* TASK PROMPT: Every line in the records below between the one holding "Target: desert shrub" and the one holding "Target: green bush", inclusive, is to be set down exactly; all other lines are to be left out.

(Natural-language object grounding data)
%%
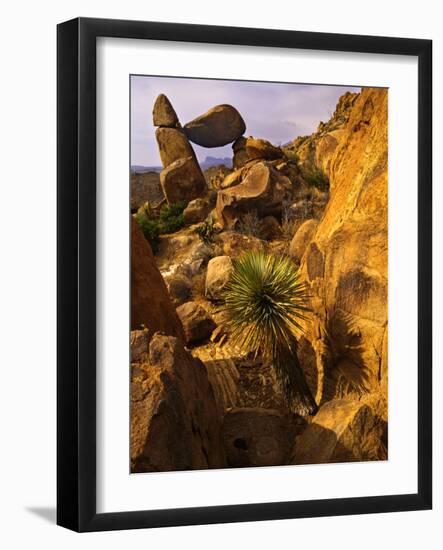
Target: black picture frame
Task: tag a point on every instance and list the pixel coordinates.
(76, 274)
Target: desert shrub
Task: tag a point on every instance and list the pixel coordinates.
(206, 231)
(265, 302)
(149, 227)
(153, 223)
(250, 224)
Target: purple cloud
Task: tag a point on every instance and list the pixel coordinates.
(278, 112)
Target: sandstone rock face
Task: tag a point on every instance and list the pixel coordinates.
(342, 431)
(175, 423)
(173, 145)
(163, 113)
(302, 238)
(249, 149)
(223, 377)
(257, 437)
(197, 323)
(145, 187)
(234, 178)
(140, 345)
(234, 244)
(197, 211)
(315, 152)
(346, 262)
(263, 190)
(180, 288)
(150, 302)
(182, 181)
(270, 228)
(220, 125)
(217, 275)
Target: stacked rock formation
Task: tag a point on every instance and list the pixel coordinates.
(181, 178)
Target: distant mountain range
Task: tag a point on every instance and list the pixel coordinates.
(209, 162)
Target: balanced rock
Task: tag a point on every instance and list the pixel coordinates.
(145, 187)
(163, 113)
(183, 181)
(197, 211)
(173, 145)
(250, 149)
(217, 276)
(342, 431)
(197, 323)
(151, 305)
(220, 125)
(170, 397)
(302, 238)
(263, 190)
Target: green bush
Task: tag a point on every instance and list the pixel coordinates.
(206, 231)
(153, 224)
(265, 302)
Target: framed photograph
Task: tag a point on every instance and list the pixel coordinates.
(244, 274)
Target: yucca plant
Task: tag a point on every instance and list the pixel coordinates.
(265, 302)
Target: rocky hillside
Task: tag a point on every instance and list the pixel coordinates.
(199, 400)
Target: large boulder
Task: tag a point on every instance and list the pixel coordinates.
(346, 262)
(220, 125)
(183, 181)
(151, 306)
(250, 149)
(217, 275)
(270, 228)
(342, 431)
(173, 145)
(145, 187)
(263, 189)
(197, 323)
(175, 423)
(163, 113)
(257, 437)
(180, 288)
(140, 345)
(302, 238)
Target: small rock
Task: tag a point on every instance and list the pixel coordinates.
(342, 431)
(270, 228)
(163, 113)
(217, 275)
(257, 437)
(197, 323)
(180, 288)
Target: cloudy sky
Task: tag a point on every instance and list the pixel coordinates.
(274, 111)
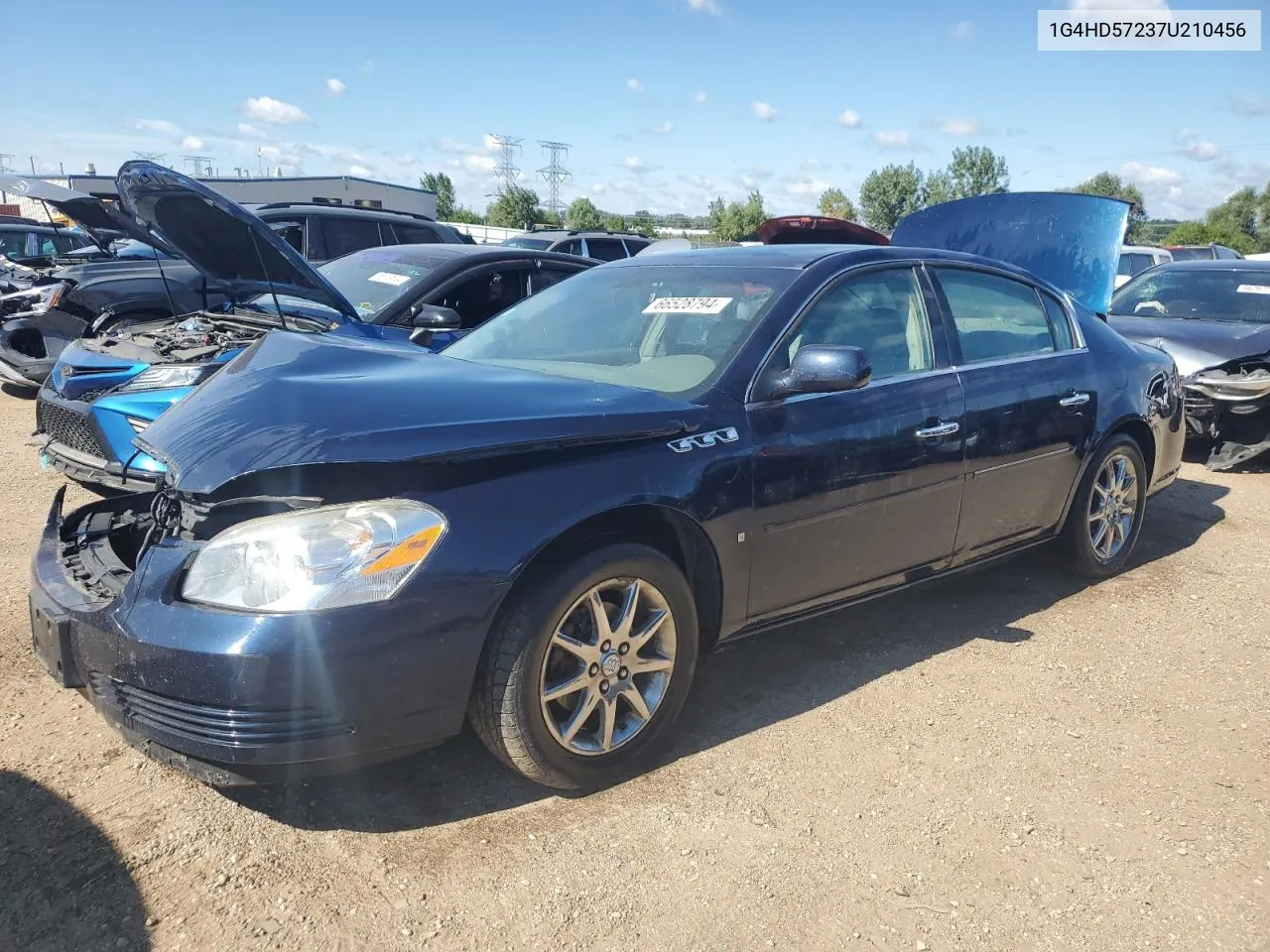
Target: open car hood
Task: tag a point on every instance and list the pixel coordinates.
%%
* RESPONSE BOX:
Target: desert shrub
Task: tag a point on every instance and list the pixel coordinates.
(206, 231)
(265, 302)
(149, 227)
(153, 223)
(250, 224)
Target: purple cloud
Task: tag a point on every instance and list the pixel coordinates.
(278, 112)
Target: sandstone rock face
Task: tag a point on every instance and list the pixel coordinates.
(342, 431)
(175, 423)
(173, 145)
(163, 113)
(302, 238)
(249, 149)
(223, 377)
(257, 437)
(197, 323)
(145, 187)
(234, 178)
(140, 345)
(234, 244)
(197, 211)
(315, 152)
(346, 262)
(263, 190)
(180, 288)
(150, 302)
(182, 181)
(270, 228)
(220, 125)
(217, 275)
Target: stacked rock formation
Task: tag a point on every instance and list the pixel coordinates.
(181, 178)
Target: distant mountain range
Task: tag a point on every instance and list the pixel coordinates.
(209, 162)
Target: balanced rock
Task: tag a point on every instance and list the pixel coordinates.
(145, 187)
(163, 113)
(183, 181)
(197, 211)
(173, 145)
(250, 149)
(217, 276)
(342, 431)
(197, 323)
(151, 305)
(220, 125)
(170, 397)
(302, 238)
(263, 190)
Target: green bush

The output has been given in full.